Image-grounded pointing data -

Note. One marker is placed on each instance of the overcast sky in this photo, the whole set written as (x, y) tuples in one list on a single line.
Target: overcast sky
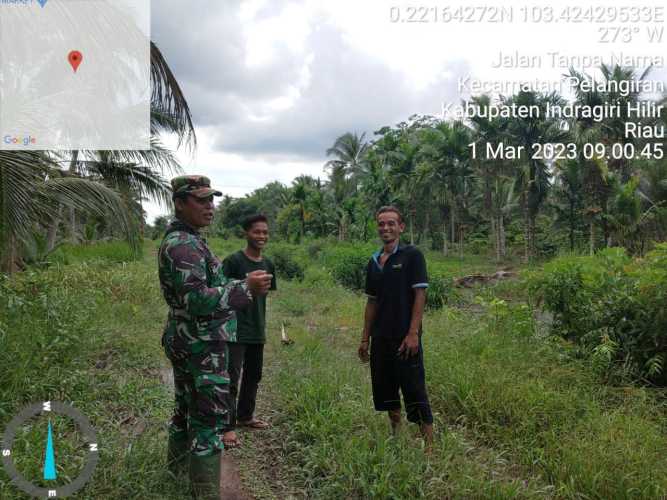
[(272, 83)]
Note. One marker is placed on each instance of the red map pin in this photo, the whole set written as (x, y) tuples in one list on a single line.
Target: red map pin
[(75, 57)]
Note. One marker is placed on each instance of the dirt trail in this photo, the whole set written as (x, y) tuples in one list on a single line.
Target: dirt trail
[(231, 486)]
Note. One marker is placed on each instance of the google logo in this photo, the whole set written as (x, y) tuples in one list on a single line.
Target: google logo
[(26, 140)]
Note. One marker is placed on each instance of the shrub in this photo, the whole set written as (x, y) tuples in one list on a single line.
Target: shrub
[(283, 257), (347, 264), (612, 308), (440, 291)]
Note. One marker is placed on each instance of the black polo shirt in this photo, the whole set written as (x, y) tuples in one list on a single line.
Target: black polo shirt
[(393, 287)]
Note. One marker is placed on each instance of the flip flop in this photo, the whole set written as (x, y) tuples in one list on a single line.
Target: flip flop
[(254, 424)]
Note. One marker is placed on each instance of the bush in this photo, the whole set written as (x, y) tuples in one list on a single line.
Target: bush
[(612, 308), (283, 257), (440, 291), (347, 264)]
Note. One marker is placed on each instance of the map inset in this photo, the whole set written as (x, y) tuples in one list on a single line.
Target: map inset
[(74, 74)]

What the task requires - Could you return exactly the lines above from the line with "Note. One marker is placed on each instance of the black" to the line with "Note. One marker is placed on each instance of the bush", both included, and nothing else?

Task result -
Note. One marker is placed on each instance of the black polo shirt in this photo, the whole set written as (x, y) tuples in one list on a single line.
Target: black polo shirt
[(393, 287)]
Note. One marker is placed on each instance of the flip flop in this photo, the whole set written as (x, y) tuples in one list on a single line.
Target: flip flop
[(254, 424)]
Note. One marker is placed on each instance of the bush in this photo, the whole set written as (x, y) tuples in one list on a single line.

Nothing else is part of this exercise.